'''

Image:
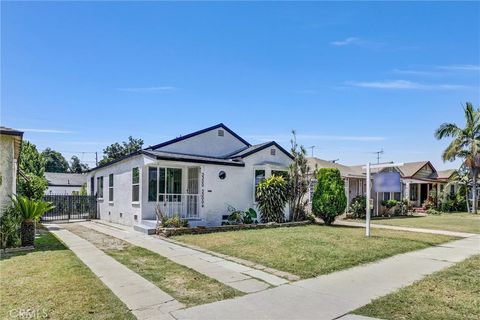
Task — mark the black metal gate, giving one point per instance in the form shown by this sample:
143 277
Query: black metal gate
71 207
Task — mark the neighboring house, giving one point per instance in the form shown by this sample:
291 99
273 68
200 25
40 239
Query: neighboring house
10 145
65 183
197 176
418 179
355 181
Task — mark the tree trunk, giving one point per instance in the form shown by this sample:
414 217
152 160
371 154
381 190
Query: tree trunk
474 191
27 231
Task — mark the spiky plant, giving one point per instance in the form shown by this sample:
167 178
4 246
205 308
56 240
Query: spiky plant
272 198
30 211
465 144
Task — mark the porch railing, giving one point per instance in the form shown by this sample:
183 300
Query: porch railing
184 205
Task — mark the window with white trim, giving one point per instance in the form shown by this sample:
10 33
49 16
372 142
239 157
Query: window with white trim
100 187
110 187
135 184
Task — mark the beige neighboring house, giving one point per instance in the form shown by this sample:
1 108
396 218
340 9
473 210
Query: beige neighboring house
64 183
417 178
10 145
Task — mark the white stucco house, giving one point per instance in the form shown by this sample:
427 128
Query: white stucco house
65 183
10 145
196 176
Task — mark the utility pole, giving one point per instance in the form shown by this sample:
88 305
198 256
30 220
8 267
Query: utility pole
368 167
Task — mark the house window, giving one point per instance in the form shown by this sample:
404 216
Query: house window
135 184
259 176
280 173
164 184
386 196
110 187
152 183
413 192
100 187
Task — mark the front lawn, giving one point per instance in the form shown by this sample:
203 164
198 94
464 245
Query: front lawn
313 250
449 294
51 282
461 222
184 284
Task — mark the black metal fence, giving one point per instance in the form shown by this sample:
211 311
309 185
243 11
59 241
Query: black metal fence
71 207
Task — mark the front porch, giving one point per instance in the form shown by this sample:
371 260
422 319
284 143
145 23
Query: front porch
173 190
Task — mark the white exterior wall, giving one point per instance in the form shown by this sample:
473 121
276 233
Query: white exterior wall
8 167
62 190
122 195
206 144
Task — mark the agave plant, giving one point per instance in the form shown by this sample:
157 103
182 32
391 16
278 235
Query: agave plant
30 211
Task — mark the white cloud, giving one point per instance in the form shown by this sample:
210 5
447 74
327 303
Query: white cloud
405 85
46 130
460 67
148 89
355 41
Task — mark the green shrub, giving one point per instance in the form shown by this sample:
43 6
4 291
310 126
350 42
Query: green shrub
433 211
9 228
358 207
329 199
241 217
272 198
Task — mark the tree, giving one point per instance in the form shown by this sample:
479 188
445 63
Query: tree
329 199
272 198
77 166
465 144
117 150
54 161
31 182
298 180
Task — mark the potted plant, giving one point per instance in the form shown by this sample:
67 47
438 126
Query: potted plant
30 211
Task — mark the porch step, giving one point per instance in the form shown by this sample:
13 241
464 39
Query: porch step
145 227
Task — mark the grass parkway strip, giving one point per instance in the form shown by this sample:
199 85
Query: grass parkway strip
186 285
449 294
310 251
52 282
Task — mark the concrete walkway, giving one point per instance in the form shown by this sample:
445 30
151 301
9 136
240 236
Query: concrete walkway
235 275
398 228
335 295
144 299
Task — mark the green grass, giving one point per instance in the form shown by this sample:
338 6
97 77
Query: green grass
52 281
462 222
450 294
184 284
313 250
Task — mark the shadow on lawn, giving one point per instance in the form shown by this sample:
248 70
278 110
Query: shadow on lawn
44 241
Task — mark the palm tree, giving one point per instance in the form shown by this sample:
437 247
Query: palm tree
30 211
465 144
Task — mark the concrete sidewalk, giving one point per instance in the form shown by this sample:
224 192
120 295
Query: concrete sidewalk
335 295
232 274
144 299
411 229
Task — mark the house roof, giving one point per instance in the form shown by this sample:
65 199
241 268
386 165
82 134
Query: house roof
256 148
345 171
196 133
17 136
65 179
162 155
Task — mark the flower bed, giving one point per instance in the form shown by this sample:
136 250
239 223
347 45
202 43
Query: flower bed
169 232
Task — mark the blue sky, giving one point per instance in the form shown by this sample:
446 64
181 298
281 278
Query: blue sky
350 78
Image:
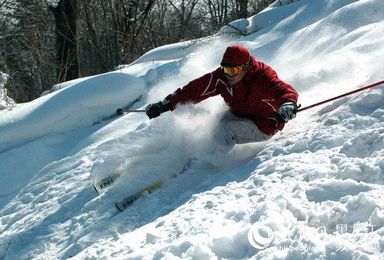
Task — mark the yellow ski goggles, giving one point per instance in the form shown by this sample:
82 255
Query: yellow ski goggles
231 71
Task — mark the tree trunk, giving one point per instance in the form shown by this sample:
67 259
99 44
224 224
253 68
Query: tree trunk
66 19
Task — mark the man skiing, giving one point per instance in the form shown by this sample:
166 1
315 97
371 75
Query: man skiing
259 102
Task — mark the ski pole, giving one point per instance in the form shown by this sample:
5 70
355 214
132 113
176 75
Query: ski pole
341 96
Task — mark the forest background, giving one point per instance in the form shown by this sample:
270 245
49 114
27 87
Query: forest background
43 43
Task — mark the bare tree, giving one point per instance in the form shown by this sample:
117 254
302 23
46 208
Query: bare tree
66 19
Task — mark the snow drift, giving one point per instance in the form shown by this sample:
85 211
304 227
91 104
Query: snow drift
312 192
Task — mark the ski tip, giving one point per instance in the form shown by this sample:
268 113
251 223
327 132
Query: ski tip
119 111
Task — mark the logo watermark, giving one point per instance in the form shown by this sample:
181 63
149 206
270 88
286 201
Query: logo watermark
262 236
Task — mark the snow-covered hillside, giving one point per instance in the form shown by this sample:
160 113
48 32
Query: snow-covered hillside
315 191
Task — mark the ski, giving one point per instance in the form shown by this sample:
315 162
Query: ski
106 182
127 201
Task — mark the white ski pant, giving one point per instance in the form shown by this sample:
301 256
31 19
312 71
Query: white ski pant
232 130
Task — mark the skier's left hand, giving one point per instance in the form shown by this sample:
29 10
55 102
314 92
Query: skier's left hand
286 112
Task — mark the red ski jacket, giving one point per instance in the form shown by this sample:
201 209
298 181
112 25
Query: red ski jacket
258 96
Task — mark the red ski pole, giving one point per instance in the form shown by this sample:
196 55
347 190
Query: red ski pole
341 96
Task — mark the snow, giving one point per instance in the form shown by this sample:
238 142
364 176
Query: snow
312 192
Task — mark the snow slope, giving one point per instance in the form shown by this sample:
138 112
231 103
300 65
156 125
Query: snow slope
315 191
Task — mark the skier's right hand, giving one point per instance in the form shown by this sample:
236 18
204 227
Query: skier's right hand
155 109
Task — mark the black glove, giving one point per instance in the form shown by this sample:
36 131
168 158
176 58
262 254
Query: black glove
155 109
286 112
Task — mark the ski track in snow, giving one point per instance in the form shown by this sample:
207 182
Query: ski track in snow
317 187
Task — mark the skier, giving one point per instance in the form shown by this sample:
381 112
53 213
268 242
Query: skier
259 102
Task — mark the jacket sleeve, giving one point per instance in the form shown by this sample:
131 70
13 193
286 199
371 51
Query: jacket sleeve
197 90
284 91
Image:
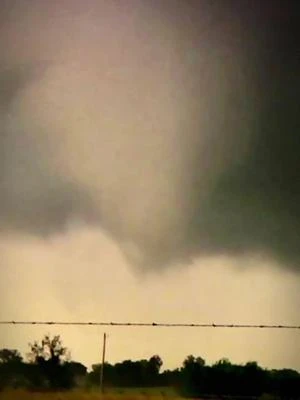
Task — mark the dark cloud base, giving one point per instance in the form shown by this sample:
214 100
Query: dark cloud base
254 204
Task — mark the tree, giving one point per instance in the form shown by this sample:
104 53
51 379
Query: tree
10 356
49 349
50 356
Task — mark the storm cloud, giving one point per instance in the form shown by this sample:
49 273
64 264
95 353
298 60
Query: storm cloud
172 127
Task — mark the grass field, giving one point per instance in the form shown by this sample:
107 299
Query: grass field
121 394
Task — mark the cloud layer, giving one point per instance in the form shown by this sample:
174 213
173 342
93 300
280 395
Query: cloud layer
172 127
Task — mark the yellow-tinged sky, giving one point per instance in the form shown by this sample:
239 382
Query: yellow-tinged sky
118 118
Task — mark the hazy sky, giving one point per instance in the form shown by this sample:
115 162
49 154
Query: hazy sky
149 172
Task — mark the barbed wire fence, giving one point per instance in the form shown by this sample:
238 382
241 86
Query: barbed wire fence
154 324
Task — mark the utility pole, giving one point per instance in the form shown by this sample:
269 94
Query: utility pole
102 364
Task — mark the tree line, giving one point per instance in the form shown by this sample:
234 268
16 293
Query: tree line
48 366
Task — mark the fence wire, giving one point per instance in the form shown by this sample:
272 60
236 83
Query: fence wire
151 324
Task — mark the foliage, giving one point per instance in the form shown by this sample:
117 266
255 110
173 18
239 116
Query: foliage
49 368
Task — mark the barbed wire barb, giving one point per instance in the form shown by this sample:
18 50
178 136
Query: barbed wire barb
152 324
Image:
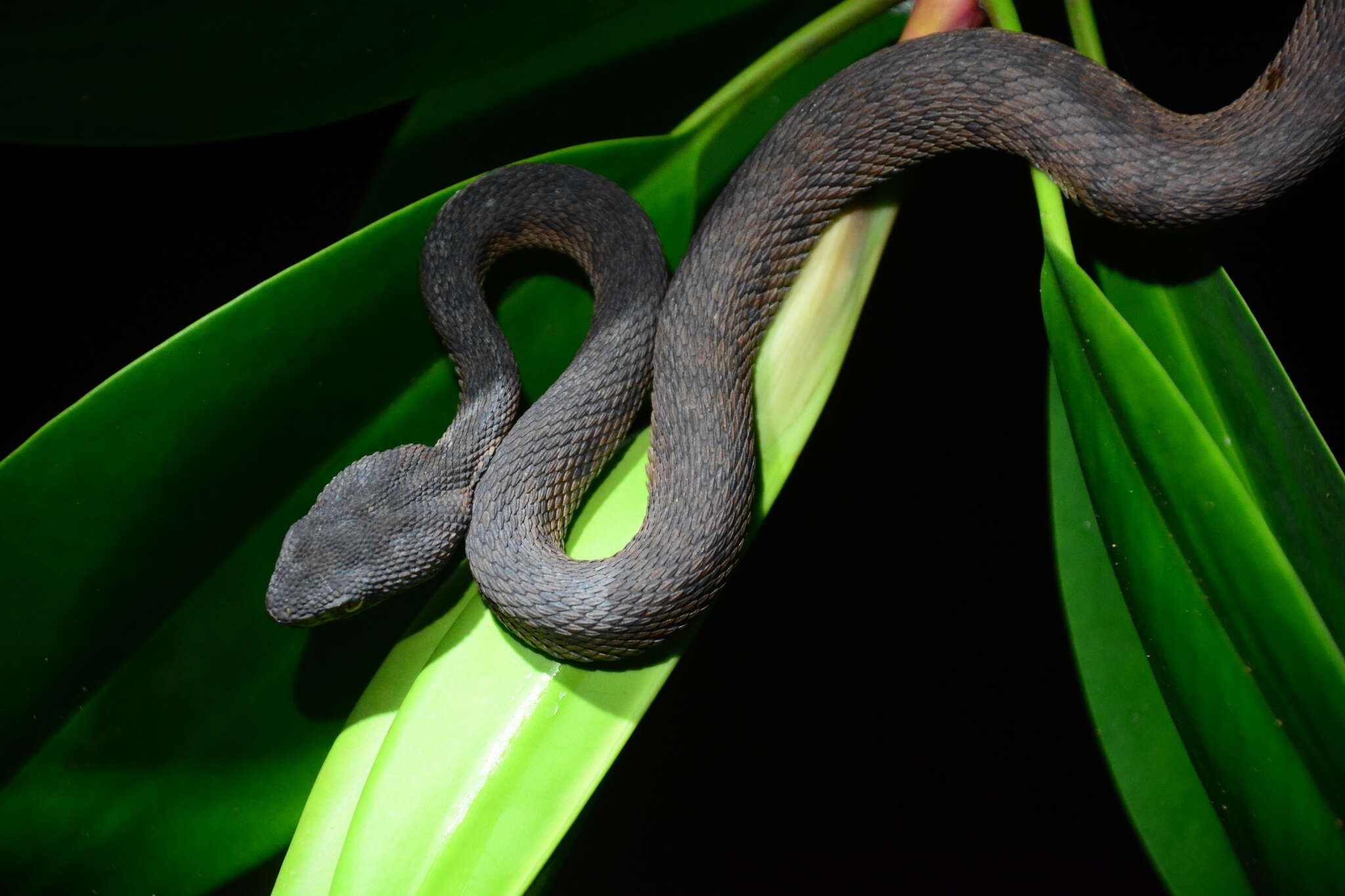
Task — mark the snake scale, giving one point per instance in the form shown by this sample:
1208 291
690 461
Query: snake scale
395 519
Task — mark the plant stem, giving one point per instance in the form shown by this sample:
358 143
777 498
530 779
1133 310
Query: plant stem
1083 30
794 49
1051 206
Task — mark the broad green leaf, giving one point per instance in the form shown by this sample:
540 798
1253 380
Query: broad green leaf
1149 762
150 73
1247 667
155 505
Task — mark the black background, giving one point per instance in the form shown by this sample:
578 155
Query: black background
937 740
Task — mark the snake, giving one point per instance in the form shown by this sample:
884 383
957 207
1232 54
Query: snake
505 485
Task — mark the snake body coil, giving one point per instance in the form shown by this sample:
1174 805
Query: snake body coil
1109 148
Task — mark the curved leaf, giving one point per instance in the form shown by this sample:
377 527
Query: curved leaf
1248 670
156 503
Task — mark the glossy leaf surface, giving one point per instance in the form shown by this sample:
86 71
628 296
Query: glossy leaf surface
1247 671
154 507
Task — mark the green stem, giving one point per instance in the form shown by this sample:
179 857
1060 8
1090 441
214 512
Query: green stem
1083 30
799 46
1051 206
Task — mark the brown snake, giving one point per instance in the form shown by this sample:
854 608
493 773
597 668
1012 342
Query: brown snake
393 519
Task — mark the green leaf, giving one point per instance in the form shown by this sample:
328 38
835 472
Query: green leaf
155 505
1149 762
1246 664
174 73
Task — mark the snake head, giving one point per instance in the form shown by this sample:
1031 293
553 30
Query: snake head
384 524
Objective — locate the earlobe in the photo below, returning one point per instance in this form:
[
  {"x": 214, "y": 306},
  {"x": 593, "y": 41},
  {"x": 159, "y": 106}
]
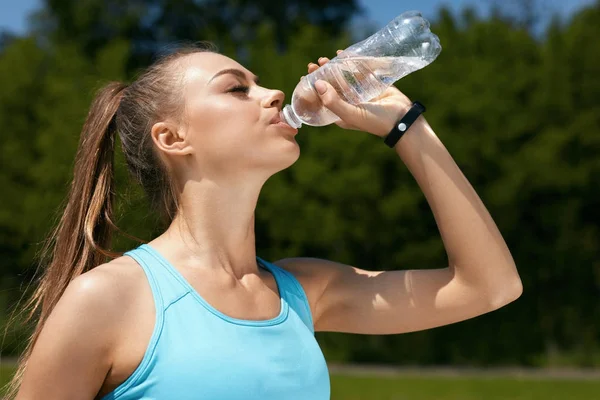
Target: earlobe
[{"x": 168, "y": 139}]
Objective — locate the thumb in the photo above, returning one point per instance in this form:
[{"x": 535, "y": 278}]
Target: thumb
[{"x": 332, "y": 100}]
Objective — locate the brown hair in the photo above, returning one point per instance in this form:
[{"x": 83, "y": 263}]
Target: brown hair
[{"x": 81, "y": 239}]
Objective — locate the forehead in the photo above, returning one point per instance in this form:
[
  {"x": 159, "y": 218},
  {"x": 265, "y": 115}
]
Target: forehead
[{"x": 199, "y": 68}]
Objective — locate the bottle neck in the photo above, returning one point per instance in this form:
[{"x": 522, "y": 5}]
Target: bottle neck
[{"x": 289, "y": 116}]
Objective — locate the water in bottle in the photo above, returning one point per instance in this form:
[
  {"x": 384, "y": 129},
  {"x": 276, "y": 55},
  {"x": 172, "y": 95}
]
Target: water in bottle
[{"x": 364, "y": 70}]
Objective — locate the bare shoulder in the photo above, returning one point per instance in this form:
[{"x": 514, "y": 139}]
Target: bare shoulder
[
  {"x": 75, "y": 349},
  {"x": 314, "y": 275}
]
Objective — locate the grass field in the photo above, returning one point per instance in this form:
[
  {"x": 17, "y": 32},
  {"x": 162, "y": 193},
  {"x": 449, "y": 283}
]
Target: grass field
[
  {"x": 479, "y": 388},
  {"x": 442, "y": 388}
]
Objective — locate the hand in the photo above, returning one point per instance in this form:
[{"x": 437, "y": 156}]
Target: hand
[{"x": 376, "y": 116}]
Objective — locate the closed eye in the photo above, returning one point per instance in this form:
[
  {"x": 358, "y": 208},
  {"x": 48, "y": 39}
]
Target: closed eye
[{"x": 239, "y": 89}]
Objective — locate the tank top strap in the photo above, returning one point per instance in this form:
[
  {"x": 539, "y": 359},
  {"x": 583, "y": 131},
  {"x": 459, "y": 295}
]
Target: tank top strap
[
  {"x": 292, "y": 291},
  {"x": 166, "y": 288}
]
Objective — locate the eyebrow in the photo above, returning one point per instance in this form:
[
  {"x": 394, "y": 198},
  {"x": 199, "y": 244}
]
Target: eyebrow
[{"x": 233, "y": 71}]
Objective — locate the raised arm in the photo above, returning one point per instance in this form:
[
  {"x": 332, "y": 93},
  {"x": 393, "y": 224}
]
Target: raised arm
[{"x": 480, "y": 277}]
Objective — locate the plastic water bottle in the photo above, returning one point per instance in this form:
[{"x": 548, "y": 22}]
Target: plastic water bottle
[{"x": 366, "y": 69}]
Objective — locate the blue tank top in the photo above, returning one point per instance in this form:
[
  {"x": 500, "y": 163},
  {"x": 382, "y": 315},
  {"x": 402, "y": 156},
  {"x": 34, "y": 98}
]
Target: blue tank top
[{"x": 196, "y": 352}]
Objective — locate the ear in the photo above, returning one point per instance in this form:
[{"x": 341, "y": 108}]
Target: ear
[{"x": 169, "y": 139}]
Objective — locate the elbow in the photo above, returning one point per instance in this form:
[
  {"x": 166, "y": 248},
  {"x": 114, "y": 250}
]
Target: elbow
[{"x": 507, "y": 293}]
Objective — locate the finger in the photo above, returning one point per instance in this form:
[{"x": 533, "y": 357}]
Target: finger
[
  {"x": 344, "y": 125},
  {"x": 333, "y": 102}
]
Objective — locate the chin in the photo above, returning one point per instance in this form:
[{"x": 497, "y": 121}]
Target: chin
[{"x": 287, "y": 156}]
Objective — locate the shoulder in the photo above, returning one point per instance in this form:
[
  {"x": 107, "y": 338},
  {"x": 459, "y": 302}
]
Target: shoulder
[
  {"x": 314, "y": 275},
  {"x": 103, "y": 293}
]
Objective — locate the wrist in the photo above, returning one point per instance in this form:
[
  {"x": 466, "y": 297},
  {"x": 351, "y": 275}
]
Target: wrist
[{"x": 404, "y": 124}]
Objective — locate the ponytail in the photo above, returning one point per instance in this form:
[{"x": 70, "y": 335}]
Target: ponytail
[{"x": 81, "y": 240}]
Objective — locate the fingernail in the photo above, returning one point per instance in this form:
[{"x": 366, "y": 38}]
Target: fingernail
[{"x": 321, "y": 87}]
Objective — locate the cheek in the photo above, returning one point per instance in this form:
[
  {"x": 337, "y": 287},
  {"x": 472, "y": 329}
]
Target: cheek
[{"x": 223, "y": 129}]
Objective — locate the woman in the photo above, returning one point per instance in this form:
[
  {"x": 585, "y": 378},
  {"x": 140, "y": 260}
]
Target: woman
[{"x": 194, "y": 314}]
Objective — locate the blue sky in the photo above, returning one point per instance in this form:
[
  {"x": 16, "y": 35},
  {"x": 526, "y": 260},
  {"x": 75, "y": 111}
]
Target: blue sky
[{"x": 13, "y": 13}]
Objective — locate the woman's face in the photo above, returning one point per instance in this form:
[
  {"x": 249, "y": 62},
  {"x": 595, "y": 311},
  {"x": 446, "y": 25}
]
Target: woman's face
[{"x": 231, "y": 121}]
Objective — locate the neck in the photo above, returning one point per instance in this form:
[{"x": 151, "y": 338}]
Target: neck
[{"x": 214, "y": 227}]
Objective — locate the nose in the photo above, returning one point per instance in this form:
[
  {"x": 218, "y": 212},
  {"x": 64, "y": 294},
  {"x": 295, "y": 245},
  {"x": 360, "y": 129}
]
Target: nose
[{"x": 274, "y": 99}]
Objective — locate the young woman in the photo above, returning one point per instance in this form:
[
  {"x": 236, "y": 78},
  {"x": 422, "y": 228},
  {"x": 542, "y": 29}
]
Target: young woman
[{"x": 194, "y": 313}]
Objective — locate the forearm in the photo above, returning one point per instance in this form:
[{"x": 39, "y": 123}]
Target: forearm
[{"x": 476, "y": 250}]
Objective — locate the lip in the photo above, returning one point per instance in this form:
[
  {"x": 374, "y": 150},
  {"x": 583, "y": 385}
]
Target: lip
[{"x": 276, "y": 120}]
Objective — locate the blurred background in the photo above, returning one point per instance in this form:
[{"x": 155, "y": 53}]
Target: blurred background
[{"x": 514, "y": 95}]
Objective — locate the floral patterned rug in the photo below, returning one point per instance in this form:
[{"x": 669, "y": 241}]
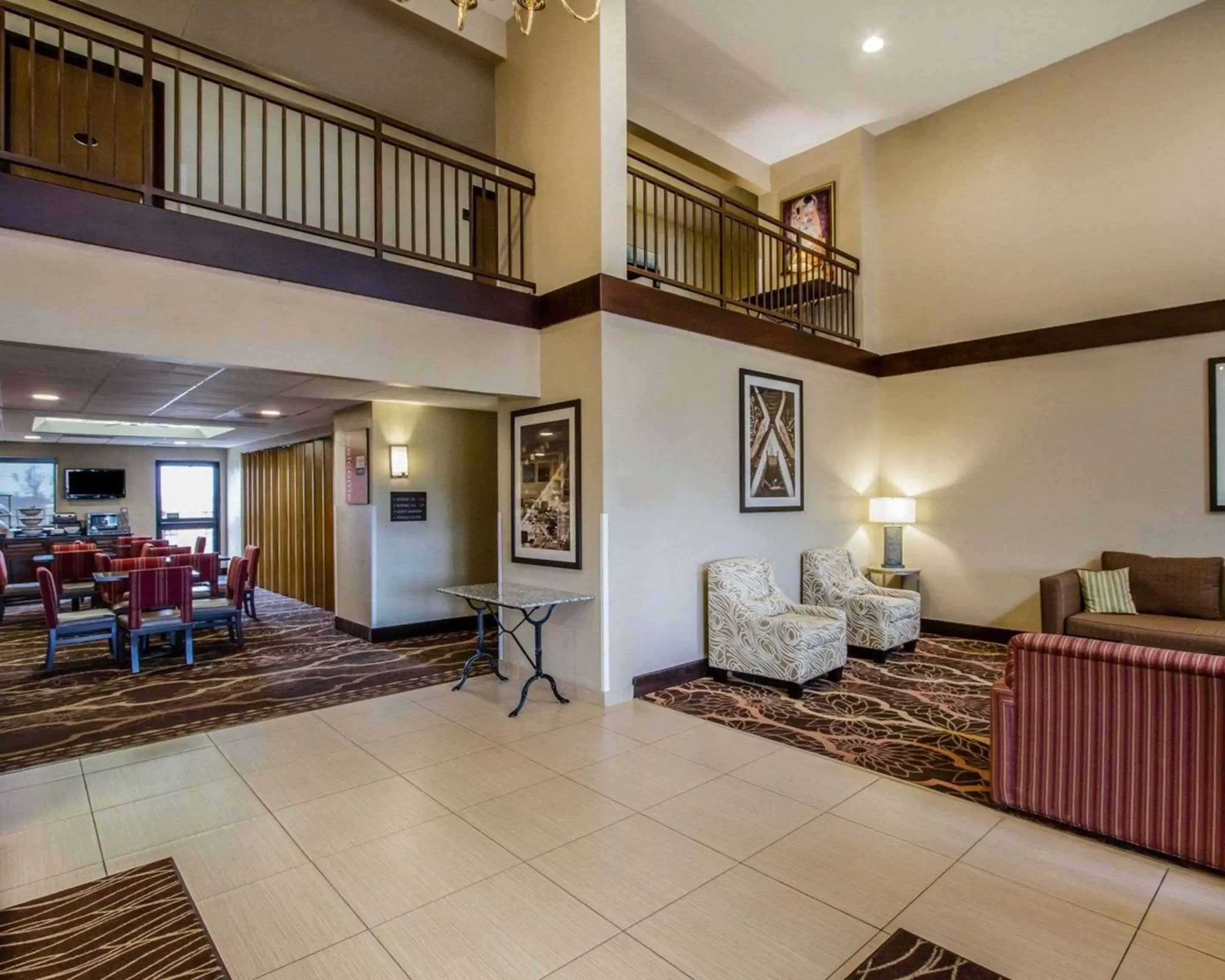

'''

— Directions for this task —
All lines above from the one containing "Target: raised arm" to the one containing "Objective — locate the finger in" must be repeated exactly, both lines included, and no others.

— Solution to the exercise —
Target: raised arm
[{"x": 480, "y": 277}]
Objective — locate the plastic water bottle in the photo above, returning one point per instance in this form:
[{"x": 548, "y": 22}]
Target: plastic water bottle
[{"x": 366, "y": 69}]
Objective — locate the blue tank top in the photo above, returning one point per instance in this form:
[
  {"x": 500, "y": 163},
  {"x": 382, "y": 315},
  {"x": 402, "y": 156},
  {"x": 34, "y": 98}
]
Target: blue tank top
[{"x": 196, "y": 352}]
Objective — locate the ear in the photo above, returning one point per instance in this form:
[{"x": 341, "y": 108}]
Target: ear
[{"x": 169, "y": 139}]
Objective — locate the elbow in the photo above, returning one point per instance in this form:
[
  {"x": 166, "y": 248},
  {"x": 114, "y": 250}
]
Target: elbow
[{"x": 507, "y": 293}]
Objective — locate the finger in the photo above, returning one point per instance in this form:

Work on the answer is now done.